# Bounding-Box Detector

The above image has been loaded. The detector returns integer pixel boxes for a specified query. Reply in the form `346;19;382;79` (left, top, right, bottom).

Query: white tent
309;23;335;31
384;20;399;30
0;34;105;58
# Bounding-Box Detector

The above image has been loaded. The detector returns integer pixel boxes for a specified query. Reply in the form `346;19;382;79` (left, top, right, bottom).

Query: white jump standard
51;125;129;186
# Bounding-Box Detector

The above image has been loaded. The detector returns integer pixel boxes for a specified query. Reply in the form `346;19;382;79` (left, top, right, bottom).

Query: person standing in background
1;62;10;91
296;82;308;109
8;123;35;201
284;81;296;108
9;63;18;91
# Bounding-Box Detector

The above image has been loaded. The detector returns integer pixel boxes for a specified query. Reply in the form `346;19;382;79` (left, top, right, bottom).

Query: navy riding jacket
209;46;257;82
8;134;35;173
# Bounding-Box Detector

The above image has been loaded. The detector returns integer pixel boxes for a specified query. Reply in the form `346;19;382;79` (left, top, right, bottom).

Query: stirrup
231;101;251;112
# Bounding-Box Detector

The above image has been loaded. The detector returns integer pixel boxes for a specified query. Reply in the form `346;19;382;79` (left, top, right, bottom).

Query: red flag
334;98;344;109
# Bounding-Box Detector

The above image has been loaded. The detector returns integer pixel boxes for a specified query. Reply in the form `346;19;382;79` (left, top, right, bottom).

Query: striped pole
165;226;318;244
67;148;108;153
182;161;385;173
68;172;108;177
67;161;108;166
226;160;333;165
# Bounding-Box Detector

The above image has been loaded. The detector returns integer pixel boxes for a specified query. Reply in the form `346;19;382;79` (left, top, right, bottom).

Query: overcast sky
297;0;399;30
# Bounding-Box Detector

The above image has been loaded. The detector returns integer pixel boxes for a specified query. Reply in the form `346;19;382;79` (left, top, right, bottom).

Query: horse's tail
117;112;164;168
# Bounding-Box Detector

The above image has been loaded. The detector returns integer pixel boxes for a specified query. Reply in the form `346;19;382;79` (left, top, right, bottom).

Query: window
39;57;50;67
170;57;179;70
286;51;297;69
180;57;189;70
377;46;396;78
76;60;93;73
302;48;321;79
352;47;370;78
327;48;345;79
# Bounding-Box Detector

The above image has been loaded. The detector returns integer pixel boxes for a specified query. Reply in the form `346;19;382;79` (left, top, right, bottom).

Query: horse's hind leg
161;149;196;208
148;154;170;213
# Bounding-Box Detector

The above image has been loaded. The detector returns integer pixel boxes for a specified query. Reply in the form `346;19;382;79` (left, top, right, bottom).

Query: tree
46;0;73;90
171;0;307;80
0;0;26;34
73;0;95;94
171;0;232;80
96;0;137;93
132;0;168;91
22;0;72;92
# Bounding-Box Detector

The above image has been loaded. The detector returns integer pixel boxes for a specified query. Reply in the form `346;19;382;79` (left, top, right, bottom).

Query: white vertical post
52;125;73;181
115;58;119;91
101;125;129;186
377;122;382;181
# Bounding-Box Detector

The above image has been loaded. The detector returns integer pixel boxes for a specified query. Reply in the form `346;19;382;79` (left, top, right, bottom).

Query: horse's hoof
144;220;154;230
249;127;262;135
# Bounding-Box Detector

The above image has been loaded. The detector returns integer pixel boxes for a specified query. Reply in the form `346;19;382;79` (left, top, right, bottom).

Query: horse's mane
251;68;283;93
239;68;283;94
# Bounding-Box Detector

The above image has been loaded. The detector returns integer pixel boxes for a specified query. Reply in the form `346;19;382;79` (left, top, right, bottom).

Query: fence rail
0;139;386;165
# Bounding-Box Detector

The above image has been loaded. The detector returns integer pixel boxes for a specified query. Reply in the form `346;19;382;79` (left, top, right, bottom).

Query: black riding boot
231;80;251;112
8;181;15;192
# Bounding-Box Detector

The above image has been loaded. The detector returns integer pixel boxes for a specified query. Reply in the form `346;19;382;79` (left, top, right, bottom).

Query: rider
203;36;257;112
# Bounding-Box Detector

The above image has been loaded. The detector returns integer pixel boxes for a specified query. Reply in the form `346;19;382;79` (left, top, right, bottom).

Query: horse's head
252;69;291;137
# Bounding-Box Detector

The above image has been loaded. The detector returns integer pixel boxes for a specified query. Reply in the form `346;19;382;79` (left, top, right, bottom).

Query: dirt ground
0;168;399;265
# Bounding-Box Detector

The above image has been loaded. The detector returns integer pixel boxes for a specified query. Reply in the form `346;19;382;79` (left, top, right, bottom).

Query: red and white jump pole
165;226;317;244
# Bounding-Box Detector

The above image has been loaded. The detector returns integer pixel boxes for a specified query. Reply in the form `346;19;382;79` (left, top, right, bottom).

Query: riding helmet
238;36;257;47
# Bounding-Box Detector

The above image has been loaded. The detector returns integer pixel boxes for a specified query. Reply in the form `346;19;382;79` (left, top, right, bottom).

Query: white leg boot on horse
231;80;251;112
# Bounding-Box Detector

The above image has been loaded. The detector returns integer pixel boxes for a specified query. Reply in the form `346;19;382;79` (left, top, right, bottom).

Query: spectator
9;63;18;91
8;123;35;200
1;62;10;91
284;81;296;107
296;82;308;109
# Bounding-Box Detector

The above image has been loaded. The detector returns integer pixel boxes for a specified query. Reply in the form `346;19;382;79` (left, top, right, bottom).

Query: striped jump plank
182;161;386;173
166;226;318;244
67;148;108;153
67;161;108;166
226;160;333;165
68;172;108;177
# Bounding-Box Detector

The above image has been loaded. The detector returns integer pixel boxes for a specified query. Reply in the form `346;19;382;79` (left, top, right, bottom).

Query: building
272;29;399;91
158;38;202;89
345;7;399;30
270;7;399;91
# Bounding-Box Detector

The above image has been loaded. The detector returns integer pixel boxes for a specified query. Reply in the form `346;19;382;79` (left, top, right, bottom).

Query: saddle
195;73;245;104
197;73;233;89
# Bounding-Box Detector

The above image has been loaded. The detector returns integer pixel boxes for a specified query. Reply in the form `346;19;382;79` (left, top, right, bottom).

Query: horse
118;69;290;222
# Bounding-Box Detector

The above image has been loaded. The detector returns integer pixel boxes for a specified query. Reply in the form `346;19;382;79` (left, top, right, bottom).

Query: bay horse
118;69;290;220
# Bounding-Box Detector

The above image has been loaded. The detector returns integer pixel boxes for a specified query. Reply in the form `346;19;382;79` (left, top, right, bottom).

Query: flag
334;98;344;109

--

**Task brief:** Reproduce verbatim the stretch of lines from the start of the records through the line containing "0;34;105;58", both ends included.

**Correct output:**
# Bounding-Box Detector

The above image has been loaded. The detector returns integer pixel boxes for a specified query. Reply in the form `346;19;382;79` (left, top, right, bottom).

Query: white tent
309;23;335;31
384;20;399;30
0;34;105;58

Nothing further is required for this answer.